▸ To do: Of all the lines in these entries, count those that contain "sitting" and give only the total.

▸ Data:
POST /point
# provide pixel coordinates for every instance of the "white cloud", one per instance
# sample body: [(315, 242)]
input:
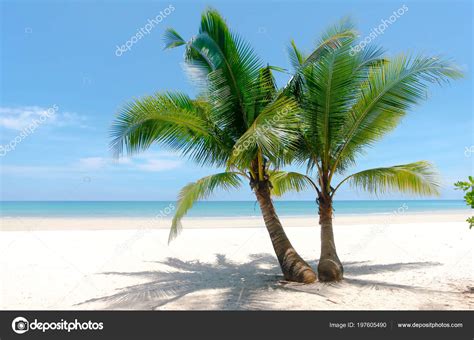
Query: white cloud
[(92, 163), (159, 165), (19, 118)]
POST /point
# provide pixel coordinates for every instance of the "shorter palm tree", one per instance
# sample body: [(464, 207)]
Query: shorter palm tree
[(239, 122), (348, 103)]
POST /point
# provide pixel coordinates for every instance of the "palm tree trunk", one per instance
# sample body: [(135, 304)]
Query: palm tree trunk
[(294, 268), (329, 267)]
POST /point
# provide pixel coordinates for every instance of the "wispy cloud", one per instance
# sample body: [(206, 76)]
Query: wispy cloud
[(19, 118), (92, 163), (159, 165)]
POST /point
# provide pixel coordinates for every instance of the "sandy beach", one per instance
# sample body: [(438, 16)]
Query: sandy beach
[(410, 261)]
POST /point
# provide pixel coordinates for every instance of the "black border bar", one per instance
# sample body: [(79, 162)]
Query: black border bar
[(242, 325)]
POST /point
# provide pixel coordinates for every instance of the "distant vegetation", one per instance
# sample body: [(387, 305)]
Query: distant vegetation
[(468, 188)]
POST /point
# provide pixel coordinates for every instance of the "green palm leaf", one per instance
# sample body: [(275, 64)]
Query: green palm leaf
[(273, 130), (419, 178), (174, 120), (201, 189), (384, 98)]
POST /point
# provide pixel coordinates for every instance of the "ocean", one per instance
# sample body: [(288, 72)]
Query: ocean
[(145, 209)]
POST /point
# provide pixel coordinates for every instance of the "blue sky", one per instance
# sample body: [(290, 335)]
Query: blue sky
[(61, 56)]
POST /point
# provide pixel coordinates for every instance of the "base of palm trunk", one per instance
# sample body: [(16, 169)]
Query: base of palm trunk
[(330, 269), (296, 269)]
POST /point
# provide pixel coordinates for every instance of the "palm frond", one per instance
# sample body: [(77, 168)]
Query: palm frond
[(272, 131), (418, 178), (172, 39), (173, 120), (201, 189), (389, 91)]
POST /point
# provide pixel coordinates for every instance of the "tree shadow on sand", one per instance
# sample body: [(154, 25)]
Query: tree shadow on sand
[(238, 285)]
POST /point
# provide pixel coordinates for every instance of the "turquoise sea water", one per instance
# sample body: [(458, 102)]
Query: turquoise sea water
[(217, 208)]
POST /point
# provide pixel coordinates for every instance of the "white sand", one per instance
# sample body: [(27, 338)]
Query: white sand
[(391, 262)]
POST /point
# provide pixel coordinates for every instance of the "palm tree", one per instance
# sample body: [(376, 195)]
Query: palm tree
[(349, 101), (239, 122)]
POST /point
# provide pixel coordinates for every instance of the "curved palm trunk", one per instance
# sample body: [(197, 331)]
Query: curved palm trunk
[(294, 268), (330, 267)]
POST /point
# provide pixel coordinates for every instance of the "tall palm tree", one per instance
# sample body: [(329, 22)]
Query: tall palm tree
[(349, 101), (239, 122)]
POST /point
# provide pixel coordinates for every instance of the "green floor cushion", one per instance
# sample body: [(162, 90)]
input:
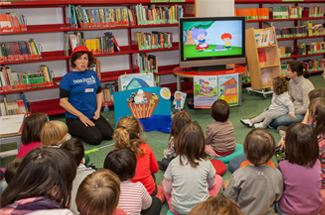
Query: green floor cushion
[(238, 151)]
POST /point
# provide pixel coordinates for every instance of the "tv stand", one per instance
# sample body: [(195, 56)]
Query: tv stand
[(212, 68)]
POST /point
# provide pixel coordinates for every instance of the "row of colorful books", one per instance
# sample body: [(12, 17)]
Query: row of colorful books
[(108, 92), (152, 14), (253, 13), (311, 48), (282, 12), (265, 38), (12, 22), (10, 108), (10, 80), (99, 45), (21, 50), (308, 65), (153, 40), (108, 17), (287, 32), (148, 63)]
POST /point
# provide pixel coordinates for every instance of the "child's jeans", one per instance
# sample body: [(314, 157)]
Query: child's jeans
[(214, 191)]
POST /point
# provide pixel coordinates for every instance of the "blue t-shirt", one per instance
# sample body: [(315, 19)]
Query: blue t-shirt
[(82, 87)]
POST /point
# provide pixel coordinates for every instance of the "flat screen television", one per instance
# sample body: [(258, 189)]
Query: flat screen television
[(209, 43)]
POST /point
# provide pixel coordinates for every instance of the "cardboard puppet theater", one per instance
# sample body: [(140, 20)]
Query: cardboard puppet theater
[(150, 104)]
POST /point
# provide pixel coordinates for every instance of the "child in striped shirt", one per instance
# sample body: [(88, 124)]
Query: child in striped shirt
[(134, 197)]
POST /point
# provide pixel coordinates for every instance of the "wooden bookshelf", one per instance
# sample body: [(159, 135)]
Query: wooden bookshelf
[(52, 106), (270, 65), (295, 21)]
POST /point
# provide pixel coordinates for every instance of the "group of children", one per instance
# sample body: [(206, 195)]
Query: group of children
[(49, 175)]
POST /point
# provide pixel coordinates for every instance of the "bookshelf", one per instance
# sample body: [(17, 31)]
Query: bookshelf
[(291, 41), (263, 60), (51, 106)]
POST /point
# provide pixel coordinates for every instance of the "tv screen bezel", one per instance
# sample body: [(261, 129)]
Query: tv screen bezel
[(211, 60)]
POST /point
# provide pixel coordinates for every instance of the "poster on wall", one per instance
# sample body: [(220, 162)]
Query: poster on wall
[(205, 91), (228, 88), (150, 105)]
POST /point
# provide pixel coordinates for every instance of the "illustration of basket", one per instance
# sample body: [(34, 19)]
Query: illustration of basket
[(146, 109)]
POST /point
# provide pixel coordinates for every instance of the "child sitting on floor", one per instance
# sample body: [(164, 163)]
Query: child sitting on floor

▸ The completed task: 2